## Raw data

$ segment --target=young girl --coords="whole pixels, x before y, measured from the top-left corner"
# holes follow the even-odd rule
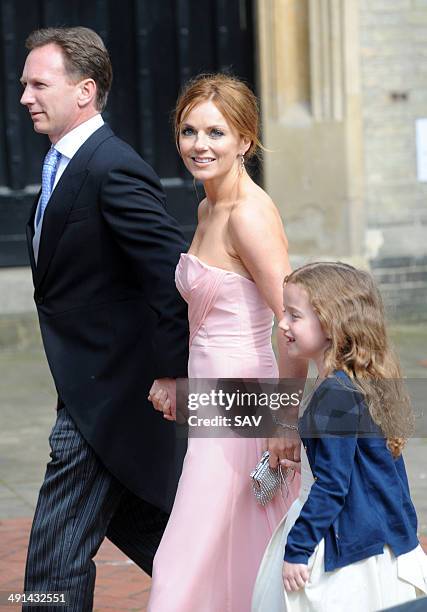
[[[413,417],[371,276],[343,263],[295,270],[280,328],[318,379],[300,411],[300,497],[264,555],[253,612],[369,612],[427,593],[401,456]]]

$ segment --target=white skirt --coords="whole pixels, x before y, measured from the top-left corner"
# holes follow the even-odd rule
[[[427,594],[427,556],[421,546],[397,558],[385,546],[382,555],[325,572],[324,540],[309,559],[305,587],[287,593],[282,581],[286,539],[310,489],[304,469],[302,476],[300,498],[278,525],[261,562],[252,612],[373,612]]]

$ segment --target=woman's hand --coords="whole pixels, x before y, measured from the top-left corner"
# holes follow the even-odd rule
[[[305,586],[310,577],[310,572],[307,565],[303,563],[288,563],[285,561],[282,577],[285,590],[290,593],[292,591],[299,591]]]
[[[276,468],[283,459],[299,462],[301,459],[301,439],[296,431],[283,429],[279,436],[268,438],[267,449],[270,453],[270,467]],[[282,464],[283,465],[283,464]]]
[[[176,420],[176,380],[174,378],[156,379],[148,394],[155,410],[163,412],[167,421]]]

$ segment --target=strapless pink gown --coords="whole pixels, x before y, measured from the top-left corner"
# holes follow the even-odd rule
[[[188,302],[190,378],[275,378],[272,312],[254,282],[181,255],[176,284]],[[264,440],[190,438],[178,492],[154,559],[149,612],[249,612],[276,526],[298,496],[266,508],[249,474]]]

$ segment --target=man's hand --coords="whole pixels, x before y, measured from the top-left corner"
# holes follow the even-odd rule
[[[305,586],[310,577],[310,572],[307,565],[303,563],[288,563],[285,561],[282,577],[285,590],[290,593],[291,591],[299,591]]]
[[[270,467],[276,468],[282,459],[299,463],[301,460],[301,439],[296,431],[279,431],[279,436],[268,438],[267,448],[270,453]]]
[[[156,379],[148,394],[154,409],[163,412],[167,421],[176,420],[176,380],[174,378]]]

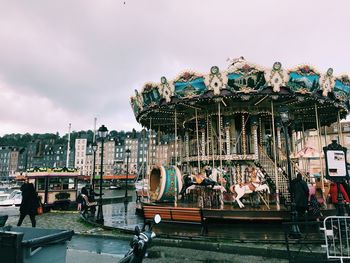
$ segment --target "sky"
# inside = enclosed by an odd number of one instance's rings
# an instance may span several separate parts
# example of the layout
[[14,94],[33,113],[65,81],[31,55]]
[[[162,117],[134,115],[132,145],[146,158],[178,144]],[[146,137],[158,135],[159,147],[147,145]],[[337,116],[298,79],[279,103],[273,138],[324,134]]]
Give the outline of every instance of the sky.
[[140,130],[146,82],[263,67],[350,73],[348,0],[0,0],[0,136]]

--

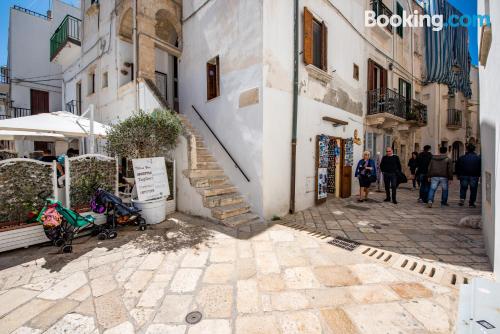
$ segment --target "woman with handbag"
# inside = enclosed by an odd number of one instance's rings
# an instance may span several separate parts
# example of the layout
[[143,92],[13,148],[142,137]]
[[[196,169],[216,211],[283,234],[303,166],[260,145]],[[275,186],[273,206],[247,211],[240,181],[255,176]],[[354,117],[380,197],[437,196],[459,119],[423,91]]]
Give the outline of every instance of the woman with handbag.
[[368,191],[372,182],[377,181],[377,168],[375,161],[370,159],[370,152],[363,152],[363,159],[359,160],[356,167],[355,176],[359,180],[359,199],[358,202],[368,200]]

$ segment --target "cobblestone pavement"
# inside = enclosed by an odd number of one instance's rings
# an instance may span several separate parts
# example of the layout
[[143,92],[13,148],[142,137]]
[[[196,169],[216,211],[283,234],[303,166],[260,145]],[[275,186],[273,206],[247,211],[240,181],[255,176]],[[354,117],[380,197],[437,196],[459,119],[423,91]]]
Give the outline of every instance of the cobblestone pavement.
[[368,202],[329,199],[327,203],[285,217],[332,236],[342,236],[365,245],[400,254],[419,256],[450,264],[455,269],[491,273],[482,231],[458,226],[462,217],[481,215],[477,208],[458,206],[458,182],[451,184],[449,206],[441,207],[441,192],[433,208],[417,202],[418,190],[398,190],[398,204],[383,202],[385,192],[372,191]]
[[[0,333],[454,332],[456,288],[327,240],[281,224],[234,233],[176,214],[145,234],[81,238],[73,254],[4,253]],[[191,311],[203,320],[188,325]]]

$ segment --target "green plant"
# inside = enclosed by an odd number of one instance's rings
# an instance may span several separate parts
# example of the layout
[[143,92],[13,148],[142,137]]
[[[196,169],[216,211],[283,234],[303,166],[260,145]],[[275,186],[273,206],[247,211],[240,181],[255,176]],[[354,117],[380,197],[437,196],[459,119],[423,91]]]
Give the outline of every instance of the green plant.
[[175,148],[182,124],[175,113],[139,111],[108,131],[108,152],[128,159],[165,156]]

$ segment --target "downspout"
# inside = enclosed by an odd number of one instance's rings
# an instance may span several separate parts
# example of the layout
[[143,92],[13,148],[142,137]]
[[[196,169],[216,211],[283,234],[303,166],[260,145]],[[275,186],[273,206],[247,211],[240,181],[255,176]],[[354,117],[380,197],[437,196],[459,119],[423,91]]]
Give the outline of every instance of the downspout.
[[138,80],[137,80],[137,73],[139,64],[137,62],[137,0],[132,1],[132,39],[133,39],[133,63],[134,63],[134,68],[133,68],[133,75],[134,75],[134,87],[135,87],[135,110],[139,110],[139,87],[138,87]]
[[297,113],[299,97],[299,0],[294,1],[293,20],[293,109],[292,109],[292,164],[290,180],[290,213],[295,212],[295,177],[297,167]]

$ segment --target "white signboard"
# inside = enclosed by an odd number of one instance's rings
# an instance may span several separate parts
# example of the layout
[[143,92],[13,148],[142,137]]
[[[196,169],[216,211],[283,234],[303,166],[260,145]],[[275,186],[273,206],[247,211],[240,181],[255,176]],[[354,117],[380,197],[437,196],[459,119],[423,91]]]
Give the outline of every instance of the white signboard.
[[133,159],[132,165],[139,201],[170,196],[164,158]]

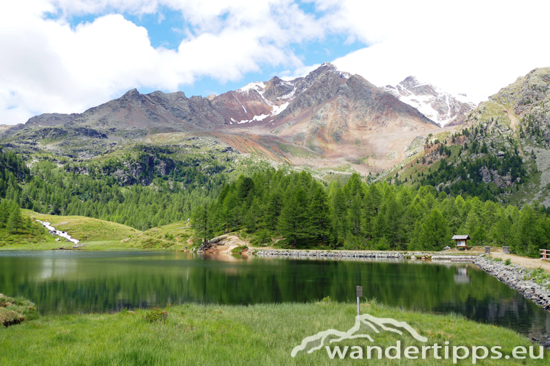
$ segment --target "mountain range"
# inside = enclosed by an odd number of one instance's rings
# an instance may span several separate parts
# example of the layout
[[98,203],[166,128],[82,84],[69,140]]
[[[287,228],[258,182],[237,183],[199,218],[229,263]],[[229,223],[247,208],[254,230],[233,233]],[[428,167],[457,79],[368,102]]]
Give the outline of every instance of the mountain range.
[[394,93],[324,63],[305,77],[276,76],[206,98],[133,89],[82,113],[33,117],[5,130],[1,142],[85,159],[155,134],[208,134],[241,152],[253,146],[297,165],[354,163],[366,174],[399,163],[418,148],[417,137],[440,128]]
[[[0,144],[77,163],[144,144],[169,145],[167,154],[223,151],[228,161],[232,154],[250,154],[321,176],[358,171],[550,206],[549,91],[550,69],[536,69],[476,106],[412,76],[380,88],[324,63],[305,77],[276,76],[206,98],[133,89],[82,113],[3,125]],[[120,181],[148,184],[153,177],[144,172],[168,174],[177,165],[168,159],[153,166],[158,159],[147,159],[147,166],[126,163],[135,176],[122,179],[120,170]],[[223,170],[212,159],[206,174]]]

==

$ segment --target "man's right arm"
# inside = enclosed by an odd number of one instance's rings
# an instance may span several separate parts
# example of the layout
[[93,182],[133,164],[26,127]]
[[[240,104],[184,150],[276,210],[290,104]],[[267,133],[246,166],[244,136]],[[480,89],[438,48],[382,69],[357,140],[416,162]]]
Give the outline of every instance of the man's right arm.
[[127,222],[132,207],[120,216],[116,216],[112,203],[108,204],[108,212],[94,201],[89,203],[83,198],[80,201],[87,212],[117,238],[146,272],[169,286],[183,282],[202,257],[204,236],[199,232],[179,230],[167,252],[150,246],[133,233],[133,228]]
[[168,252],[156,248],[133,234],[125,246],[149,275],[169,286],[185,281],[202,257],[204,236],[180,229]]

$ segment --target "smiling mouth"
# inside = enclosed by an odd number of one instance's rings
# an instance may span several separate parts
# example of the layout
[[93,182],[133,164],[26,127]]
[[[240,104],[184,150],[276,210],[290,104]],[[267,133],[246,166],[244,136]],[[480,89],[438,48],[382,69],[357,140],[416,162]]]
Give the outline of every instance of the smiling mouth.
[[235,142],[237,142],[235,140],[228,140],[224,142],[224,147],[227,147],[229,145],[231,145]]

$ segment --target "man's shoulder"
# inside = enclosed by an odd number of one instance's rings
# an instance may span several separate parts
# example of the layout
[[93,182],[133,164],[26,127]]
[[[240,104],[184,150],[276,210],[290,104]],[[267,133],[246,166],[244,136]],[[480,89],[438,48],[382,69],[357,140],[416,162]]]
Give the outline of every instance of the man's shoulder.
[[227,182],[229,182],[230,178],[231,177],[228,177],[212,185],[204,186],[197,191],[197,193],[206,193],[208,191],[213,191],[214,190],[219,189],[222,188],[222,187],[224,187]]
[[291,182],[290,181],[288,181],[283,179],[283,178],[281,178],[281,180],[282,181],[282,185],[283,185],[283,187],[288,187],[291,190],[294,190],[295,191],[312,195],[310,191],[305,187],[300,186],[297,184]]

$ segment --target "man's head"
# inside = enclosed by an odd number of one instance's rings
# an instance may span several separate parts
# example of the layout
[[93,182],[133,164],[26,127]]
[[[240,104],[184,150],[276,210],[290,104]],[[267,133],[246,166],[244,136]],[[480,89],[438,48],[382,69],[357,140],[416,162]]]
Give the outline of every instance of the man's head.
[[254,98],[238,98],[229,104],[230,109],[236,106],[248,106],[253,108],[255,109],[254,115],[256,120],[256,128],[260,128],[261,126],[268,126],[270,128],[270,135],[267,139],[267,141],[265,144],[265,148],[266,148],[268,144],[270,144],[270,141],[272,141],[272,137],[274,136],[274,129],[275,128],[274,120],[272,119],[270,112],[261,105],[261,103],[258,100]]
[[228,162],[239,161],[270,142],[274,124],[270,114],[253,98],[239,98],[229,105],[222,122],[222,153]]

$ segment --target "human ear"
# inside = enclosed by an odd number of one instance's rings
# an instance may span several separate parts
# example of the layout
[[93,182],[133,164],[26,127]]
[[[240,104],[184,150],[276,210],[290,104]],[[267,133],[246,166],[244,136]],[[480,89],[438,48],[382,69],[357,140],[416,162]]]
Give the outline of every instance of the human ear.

## Written problem
Show each line from the entries above that contains the word "signboard".

## Task answer
$ segment --target "white signboard"
Give the outline of every instance of the white signboard.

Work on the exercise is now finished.